## WHAT THE EXERCISE ASKS:
Write out the listing in full, matching it word for word.
**********
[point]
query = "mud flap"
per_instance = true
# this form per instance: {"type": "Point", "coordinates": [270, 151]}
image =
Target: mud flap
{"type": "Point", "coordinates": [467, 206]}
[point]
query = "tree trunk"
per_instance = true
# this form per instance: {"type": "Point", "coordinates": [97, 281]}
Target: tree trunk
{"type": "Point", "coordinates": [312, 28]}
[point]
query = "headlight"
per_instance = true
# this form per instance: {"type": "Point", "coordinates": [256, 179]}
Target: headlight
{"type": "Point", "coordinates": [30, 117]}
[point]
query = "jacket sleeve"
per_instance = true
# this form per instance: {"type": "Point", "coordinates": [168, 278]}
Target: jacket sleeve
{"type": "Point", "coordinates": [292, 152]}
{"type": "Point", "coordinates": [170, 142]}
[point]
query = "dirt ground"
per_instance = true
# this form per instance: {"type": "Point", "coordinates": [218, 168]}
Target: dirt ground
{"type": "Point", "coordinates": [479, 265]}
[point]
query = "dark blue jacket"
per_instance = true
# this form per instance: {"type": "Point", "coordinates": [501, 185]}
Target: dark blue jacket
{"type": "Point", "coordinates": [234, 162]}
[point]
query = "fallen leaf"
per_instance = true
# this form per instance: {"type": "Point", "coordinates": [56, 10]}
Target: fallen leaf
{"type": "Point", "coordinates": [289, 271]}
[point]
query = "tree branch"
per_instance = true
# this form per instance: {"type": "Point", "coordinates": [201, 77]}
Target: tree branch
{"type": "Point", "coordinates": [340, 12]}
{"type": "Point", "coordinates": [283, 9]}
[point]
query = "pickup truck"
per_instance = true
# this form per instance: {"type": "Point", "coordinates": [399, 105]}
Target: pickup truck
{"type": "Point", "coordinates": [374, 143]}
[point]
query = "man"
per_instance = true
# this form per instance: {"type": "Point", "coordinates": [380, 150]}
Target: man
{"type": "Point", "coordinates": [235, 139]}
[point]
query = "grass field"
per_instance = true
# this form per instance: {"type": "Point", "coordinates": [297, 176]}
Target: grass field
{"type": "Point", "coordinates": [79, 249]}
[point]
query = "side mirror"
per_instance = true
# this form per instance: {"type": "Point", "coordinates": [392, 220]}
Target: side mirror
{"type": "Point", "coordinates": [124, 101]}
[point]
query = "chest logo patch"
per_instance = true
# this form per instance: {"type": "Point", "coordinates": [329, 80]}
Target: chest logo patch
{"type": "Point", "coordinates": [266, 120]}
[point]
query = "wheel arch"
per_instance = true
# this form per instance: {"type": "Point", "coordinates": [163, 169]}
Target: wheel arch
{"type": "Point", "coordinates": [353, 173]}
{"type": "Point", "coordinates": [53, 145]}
**********
## THE OUTPUT:
[point]
query = "mud flap"
per_instance = true
# this form per instance: {"type": "Point", "coordinates": [270, 151]}
image =
Target: mud flap
{"type": "Point", "coordinates": [467, 206]}
[point]
query = "tree trunk"
per_instance = true
# this form per instance: {"type": "Point", "coordinates": [97, 281]}
Target: tree trunk
{"type": "Point", "coordinates": [312, 28]}
[point]
query = "headlight"
per_instance = true
# this form per instance: {"type": "Point", "coordinates": [256, 179]}
Target: headlight
{"type": "Point", "coordinates": [30, 117]}
[point]
query = "jacket sleeve"
per_instance = true
# this form per instance: {"type": "Point", "coordinates": [168, 278]}
Target: jacket sleeve
{"type": "Point", "coordinates": [292, 152]}
{"type": "Point", "coordinates": [170, 142]}
[point]
query = "dirt ground"
per_instance = true
# this form per instance: {"type": "Point", "coordinates": [218, 168]}
Target: dirt ground
{"type": "Point", "coordinates": [479, 265]}
[point]
query = "dark blue jacket"
per_instance = true
# this form per instance: {"type": "Point", "coordinates": [501, 185]}
Target: dark blue jacket
{"type": "Point", "coordinates": [234, 162]}
[point]
query = "fallen leaf"
per_instance = true
# this form per instance: {"type": "Point", "coordinates": [56, 10]}
Target: fallen leaf
{"type": "Point", "coordinates": [289, 271]}
[point]
query = "tree branch"
per_instance = true
# this form per instance: {"type": "Point", "coordinates": [201, 77]}
Target: tree branch
{"type": "Point", "coordinates": [340, 12]}
{"type": "Point", "coordinates": [283, 9]}
[point]
query = "pickup truck"
per_instance = true
# this form per instance: {"type": "Point", "coordinates": [399, 105]}
Target: pickup truck
{"type": "Point", "coordinates": [374, 143]}
[point]
query = "man"
per_instance = true
# this form per instance: {"type": "Point", "coordinates": [380, 150]}
Target: man
{"type": "Point", "coordinates": [235, 139]}
[point]
query = "grass field"
per_instance = true
# this form per instance: {"type": "Point", "coordinates": [297, 176]}
Target: grass field
{"type": "Point", "coordinates": [79, 249]}
[point]
query = "side mirror"
per_instance = true
# this form per instance: {"type": "Point", "coordinates": [392, 220]}
Target: side mirror
{"type": "Point", "coordinates": [124, 101]}
[point]
query = "chest logo patch"
per_instance = true
# this form per instance: {"type": "Point", "coordinates": [329, 80]}
Target: chest logo patch
{"type": "Point", "coordinates": [266, 120]}
[point]
query = "wheel arch"
per_instance = true
# this form per instance: {"type": "Point", "coordinates": [163, 169]}
Target: wheel arch
{"type": "Point", "coordinates": [353, 173]}
{"type": "Point", "coordinates": [53, 145]}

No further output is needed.